--- INPUT DATA ---
☆ ☆ ☆ ☆ ☆
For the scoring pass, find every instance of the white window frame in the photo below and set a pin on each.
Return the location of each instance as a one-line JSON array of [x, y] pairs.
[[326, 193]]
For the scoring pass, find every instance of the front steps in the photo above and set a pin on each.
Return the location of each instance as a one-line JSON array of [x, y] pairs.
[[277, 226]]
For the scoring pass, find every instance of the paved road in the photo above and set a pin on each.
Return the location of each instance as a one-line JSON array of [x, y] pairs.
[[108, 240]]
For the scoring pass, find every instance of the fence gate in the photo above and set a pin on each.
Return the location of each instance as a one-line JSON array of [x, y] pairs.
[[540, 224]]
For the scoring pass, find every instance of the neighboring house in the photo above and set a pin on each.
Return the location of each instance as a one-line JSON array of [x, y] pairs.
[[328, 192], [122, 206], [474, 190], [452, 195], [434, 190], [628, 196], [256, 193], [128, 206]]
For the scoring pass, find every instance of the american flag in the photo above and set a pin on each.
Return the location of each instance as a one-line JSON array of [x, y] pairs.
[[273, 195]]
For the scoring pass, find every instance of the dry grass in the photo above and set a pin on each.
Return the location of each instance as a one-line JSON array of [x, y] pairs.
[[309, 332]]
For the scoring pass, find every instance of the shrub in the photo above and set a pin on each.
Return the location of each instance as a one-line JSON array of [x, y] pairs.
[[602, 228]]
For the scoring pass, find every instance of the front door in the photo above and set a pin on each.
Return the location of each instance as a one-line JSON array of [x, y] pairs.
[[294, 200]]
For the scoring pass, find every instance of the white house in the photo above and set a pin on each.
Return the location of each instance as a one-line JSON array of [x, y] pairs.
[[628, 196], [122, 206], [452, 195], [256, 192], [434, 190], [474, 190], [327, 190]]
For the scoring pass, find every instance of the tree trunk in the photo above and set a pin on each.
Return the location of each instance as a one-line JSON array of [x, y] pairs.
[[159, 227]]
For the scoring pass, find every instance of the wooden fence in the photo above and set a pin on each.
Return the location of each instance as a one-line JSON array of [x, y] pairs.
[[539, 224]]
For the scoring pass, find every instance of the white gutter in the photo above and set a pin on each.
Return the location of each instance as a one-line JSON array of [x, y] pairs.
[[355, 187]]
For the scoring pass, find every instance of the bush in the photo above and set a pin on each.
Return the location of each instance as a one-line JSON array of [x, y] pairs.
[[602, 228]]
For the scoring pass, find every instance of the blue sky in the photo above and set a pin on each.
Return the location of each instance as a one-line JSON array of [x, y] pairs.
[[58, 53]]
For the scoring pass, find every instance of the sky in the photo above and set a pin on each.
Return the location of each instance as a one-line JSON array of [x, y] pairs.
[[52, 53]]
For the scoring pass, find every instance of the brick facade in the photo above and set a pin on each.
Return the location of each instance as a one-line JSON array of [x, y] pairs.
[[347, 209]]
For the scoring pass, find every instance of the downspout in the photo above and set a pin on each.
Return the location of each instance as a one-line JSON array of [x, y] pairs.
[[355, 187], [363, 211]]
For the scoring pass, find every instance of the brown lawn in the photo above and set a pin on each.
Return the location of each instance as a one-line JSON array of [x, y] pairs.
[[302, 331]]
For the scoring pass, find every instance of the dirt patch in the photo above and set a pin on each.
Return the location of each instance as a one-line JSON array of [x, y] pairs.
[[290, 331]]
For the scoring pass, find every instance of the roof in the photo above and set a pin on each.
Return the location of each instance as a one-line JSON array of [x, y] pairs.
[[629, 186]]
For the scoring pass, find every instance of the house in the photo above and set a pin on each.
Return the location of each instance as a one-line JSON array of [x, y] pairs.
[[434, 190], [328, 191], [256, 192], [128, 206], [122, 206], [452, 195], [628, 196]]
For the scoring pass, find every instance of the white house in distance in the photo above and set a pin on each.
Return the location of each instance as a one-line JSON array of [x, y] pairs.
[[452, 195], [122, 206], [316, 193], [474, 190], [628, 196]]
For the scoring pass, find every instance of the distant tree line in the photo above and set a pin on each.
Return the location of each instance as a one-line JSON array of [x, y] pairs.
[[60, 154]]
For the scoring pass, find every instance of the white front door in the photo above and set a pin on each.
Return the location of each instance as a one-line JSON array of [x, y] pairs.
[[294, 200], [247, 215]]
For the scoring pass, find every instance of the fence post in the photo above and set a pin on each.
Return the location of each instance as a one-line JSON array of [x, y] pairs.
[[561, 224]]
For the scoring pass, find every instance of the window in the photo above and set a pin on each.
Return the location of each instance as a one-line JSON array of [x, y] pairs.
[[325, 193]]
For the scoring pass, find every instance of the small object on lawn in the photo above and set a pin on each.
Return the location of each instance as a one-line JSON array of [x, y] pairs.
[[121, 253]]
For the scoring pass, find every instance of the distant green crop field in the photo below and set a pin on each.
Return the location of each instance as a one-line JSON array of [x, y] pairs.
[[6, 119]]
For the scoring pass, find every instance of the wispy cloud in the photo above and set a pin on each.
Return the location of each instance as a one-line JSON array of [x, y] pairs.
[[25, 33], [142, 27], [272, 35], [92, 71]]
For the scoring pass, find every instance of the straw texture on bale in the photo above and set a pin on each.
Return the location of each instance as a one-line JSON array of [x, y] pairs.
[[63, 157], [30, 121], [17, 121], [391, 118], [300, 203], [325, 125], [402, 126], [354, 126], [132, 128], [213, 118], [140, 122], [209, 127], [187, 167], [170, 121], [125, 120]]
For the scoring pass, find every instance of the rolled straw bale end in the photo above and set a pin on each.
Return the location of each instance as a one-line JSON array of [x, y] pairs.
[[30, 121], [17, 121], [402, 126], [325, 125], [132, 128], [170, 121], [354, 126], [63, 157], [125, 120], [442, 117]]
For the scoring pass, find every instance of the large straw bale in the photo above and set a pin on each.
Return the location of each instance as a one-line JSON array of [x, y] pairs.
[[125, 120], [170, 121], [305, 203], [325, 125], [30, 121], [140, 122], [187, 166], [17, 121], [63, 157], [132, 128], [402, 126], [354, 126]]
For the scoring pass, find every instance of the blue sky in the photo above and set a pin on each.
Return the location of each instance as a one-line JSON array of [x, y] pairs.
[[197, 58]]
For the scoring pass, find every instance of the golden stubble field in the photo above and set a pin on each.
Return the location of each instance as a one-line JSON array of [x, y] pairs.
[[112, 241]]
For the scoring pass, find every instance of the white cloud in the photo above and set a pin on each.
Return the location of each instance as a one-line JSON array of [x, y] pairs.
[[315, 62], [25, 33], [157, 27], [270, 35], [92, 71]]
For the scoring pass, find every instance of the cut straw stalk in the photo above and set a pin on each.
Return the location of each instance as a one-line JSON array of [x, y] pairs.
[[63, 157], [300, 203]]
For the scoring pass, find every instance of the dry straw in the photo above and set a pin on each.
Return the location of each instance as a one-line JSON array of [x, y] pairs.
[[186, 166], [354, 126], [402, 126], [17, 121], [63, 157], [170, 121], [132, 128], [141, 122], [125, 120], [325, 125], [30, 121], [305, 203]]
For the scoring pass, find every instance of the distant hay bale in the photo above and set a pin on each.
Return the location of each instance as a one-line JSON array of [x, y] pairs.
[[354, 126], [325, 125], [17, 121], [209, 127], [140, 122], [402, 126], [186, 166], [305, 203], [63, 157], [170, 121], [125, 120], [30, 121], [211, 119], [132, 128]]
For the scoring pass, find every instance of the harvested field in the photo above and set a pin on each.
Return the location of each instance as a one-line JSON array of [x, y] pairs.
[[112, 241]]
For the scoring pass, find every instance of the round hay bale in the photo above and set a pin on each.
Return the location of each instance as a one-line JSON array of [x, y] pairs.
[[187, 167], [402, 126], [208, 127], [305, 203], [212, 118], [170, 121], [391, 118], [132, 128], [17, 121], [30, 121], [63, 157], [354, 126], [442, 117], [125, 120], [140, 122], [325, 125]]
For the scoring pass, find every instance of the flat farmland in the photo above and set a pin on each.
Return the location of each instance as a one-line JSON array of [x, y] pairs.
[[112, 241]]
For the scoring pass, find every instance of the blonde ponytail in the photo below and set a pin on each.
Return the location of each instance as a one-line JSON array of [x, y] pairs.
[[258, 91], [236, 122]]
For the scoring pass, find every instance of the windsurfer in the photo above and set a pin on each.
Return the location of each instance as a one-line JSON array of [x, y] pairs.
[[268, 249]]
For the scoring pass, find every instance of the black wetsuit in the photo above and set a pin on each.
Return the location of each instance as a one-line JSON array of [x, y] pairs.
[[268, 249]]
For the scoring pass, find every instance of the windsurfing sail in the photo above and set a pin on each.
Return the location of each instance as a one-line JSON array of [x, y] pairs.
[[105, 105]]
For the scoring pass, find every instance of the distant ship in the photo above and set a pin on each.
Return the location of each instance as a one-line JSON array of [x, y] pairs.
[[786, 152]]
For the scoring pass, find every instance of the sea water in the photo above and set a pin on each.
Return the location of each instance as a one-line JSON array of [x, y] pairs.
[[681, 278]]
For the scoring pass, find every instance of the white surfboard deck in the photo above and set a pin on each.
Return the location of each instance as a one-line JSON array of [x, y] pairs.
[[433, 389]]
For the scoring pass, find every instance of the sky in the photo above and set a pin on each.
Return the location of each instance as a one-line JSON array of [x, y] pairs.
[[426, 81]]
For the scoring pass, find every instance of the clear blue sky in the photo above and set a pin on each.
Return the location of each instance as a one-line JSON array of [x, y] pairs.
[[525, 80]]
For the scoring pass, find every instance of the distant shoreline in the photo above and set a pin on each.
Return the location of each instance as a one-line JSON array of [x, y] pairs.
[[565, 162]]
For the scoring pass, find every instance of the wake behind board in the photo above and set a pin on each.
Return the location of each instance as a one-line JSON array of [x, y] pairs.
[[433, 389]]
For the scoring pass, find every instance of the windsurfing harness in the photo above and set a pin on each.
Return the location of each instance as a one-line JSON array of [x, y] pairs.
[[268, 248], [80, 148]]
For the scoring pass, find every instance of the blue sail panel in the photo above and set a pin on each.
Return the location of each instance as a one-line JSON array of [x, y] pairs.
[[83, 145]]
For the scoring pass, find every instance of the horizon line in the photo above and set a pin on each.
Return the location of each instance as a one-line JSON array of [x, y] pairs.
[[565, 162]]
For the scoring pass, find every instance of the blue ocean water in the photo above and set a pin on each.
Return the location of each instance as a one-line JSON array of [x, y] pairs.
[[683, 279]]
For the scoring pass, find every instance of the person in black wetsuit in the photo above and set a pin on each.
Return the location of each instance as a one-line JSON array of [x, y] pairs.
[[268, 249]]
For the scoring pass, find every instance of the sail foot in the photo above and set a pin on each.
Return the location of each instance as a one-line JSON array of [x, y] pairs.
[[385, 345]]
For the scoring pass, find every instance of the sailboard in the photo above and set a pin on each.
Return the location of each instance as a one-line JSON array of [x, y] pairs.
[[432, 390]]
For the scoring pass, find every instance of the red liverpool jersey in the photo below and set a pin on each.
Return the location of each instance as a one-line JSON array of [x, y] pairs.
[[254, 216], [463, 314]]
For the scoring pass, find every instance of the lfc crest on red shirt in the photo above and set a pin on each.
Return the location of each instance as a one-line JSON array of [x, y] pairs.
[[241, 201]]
☆ ☆ ☆ ☆ ☆
Output the items between the lines holding "For the scoring pass, find every instance of the black" and "[[681, 278]]", inclusive, as a two-column CSV with the columns instruction and coordinates and one row per item. Each field holds an item's text or its answer in quotation marks, with line breaks replaced by spaces.

--- WORKED SOLUTION ---
instruction,coordinates
"For the scoring pass, find every instance of the black wetsuit in the photo above and set a pin on each. Return the location of each instance as a one-line JSON array of [x, y] pairs.","[[268, 249]]"
"For the scoring pass, find every instance of the windsurfing sail in the photo above and set a pin on each. Return the location of each instance as a one-line JSON array of [x, y] pairs.","[[105, 105]]"
"For the scoring pass, find every instance of the distant ship in the photo above and set a pin on each. Return the location of each instance as a one-line JSON array of [x, y] pairs.","[[786, 152]]"
"For the scoring pass, find every instance of the sea water in the photo above and set a pin on each. Return the location of each instance as a one-line JSON array of [x, y] pairs.","[[681, 278]]"